Anyway that's my soap box.  Didn't meant to bore you talking about soybeans and market prices and drought.  I guess I could have written a disclaimer advising you to skip over those last two paragraphs (I know I like to tune out the soybean talk in the car, mostly with music.  Music is a wonderful thing.).  There's just not a lot going on this time of year for us and honestly it's nice to have a break.  Especially since opening day of the corn maze is less than 2 months away.  We're going to get started out there in the next week or so, so hopefully I'll have a hilariously entertaining story about The Husband cutting down trees or something.  Or if there's something you're particularly interested about, crops or maze or berries or otherwise, let me know and I'll be glad to write about that.  Until then stay cool and think fall!

Wednesday, June 27, 2012

Hits and Misses

Well, as if anyone needed a reminder with the 100 degree heat we're expecting this weekend, spring is over.  Today we officially ended strawberry season by The Husband spraying the strawberries to kill the plants.  If I could drink, I would toast them Irish Wake style.  It's been a good season, but I have to honestly say I am so glad it's over.  Last year we picked 6 - 7 weeks.  This year we picked 3 months.  Thanks La Nina!

# # # # # # #

| What you need to do |
a - Please copy the farm blog excerpt above from "Wednesday, June 27, 2012" up to and including "months.  Thanks La Nina!".
b - Decide whether each statement below agrees with the farm blog excerpt, answering yes or no and quoting the deciding words from it: (i) This year the strawberries were picked for 3 months. (ii) Opening day of the corn maze is more than 2 months away. (iii) The strawberry season was ended by The Husband spraying the plants.

# # # # # # #

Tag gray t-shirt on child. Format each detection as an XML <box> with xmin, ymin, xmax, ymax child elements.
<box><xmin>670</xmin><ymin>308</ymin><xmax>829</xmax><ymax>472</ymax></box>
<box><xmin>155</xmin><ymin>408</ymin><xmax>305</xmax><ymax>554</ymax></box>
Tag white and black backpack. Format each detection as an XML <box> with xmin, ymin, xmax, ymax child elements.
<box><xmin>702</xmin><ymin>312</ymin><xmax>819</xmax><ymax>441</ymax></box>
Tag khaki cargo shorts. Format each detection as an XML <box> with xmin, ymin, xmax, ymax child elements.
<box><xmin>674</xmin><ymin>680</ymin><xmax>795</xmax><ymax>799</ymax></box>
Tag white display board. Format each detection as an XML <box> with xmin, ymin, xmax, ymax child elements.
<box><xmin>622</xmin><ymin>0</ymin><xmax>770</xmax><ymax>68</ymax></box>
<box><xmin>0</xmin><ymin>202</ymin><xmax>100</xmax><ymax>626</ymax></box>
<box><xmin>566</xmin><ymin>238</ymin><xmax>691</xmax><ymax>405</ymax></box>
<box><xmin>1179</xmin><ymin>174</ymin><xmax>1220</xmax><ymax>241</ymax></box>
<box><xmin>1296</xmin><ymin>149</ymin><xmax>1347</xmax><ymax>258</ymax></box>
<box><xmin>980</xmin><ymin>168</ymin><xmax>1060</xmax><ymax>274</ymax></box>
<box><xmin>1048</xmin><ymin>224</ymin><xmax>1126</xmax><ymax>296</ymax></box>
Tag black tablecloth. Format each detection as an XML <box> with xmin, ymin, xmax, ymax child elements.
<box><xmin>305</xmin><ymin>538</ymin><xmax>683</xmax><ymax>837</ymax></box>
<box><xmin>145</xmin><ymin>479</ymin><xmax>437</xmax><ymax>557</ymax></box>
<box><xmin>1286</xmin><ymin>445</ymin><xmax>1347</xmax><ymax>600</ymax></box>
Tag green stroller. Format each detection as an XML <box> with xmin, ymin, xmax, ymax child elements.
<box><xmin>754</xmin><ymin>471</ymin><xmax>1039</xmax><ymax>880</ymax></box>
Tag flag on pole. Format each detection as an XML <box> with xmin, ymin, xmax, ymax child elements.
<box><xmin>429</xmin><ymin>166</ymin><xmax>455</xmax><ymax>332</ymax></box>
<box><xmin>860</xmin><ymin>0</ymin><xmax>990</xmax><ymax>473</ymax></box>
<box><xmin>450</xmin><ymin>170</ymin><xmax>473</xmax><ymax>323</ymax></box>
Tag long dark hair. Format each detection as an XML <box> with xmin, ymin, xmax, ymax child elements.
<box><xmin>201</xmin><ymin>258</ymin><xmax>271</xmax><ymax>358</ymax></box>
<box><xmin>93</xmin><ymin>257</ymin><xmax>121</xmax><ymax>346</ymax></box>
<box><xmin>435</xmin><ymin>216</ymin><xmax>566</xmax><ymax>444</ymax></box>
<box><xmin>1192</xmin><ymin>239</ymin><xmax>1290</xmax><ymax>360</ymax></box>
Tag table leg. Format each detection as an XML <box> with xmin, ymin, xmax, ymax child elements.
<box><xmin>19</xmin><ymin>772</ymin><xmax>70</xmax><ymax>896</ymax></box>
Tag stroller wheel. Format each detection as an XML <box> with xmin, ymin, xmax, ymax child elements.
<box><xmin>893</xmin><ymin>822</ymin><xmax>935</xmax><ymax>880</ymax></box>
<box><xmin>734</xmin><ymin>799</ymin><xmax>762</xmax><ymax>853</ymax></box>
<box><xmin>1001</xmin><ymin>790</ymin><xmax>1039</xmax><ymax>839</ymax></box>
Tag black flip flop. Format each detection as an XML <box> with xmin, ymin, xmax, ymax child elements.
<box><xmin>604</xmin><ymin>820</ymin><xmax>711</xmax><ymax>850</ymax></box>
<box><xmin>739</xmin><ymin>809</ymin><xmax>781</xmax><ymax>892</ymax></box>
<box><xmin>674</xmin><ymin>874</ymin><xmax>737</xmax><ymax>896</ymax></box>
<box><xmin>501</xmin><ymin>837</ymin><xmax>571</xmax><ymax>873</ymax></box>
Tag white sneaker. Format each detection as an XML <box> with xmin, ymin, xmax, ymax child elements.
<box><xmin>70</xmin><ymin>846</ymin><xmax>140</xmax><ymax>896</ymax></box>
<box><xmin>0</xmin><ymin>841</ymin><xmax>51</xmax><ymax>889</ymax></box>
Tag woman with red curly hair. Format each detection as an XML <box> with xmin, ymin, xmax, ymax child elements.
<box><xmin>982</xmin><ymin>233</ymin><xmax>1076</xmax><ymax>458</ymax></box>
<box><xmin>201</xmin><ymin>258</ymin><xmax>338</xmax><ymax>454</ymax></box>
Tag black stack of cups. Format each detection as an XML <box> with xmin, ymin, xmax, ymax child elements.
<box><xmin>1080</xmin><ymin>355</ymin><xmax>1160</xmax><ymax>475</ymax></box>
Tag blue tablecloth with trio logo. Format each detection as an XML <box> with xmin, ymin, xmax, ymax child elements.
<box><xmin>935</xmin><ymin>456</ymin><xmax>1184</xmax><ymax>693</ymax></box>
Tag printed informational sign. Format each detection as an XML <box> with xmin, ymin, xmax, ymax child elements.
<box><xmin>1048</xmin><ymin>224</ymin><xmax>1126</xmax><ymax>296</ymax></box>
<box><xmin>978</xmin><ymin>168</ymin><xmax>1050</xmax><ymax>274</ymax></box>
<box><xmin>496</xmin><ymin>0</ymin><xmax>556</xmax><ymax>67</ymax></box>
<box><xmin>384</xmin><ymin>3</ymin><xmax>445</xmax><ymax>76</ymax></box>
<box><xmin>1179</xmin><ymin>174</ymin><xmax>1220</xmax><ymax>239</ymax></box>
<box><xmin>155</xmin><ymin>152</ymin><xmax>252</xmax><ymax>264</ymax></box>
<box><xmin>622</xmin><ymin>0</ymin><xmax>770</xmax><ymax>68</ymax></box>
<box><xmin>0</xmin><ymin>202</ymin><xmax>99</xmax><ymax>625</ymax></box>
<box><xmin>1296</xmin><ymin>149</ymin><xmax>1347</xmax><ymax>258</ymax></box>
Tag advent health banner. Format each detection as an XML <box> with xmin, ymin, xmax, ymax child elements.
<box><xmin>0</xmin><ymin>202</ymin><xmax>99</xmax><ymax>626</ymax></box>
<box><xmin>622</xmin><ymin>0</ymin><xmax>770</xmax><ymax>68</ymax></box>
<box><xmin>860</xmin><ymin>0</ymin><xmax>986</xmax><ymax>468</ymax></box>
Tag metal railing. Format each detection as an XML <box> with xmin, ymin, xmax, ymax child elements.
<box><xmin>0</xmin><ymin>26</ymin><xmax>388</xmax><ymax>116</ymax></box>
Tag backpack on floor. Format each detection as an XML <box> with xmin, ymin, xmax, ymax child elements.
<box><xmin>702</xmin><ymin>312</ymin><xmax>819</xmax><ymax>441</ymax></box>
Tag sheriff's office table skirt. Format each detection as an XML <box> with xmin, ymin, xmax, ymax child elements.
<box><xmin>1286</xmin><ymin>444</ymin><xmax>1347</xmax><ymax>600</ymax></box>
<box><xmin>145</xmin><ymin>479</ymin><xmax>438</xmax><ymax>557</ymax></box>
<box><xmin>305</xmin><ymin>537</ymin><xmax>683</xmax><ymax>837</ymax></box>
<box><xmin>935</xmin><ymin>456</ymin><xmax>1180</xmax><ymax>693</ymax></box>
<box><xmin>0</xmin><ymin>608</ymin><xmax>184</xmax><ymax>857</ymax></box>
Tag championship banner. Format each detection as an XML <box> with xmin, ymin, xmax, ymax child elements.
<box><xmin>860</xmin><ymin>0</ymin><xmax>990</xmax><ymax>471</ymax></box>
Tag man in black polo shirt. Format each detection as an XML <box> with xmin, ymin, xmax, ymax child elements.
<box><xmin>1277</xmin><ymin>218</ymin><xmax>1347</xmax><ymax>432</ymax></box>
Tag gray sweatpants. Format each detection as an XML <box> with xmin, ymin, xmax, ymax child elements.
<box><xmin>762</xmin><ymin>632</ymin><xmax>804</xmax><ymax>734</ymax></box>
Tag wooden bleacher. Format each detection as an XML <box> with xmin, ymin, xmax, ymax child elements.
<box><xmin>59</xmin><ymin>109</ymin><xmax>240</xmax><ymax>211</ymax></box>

# # # # # # #

| Full solutions |
a -
Wednesday, June 27, 2012

Hits and Misses

Well, as if anyone needed a reminder with the 100 degree heat we're expecting this weekend, spring is over.  Today we officially ended strawberry season by The Husband spraying the strawberries to kill the plants.  If I could drink, I would toast them Irish Wake style.  It's been a good season, but I have to honestly say I am so glad it's over.  Last year we picked 6 - 7 weeks.  This year we picked 3 months.  Thanks La Nina!

b -
(i) Yes: "This year we picked 3 months."
(ii) No: "Especially since opening day of the corn maze is less than 2 months away."
(iii) Yes: "Today we officially ended strawberry season by The Husband spraying the strawberries to kill the plants."